__Excerpted text__
======
Trie Tree match string containing ? and *

Question 1

Using Python 2.7 and here is my code which implement trie match for a whole word, and also support if the whole word contains ? (match any one character) or * (any zero or more characters).

My question is wondering if any improvement I can make (in terms of performance) and also if any code functional bugs, please feel free to point out.

from collections import defaultdict
class TrieNode:
 def __init__(self):
 self.children = defaultdict(TrieNode)
 self.isEnd = False
 def insert(self, source):
 if not source:
 return
 node = self
 for s in source:
 node = node.children[s]
 node.isEnd = True
 def search(self, source):
 if not source:
 return self.isEnd == True
 if source[0] == '?':
 for (ch,node) in self.children.items():
 if node.search(source[1:]) == True:
 return True
 return False
 elif source[0] == '*':
 for (ch, node) in self.children.items():
 if ((node.search(source[1:]) == True) or
 (node.search(source) == True)):
 return True
 return False
 else:
 if source[0] in self.children:
 node = self.children[source[0]]
 return node.search(source[1:])
 else:
 return False
if __name__ == "__main__":
 root = TrieNode()
 root.insert('abc')
 root.insert('acd')
 root.insert('bcd')
======
__Recorded information__
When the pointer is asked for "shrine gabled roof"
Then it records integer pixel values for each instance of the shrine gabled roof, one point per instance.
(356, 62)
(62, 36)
======
__The tasks__
a) List every string the trie question's main block passes to root.insert.
b) Please carry on the trie question from its final line.

__Task-by-task outputs__
a) 'abc', 'acd', 'bcd'

b)
 print root.search('acd') # True
 print root.search('acdd') # False
 print root.search('aaa') # False
 print root.search('a?d') # True
 print root.search('a*d') # True
 print root.search('ad*') # False
 print root.search('*c*') # True
 print root.search('*c?') # True
 print root.search('*a?') # False

Question 2

1. Review

The implementation with defaultdict is very elegant. I like it.
The code is not portable to Python 3 because of the use of the print statement. It would be easy to make it portable using from __future__ import print_function.
Set-like data structures contain elements, so element would be a better variable name than source.
It's inconvenient to create a trie from some other data structure like a list of strings: you have to call the insert method for each element you want to add. It would be better if the constructor took an optional iterator and inserted all the elements, just like the constructors for other collections in Python.
Instead of self.isEnd == True, just write self.isEnd, and similarly for other comparisons against True.
The attributes children and isEnd are only intended for use by the TrieNode class itself. It's conventional to give such attributes names starting with _.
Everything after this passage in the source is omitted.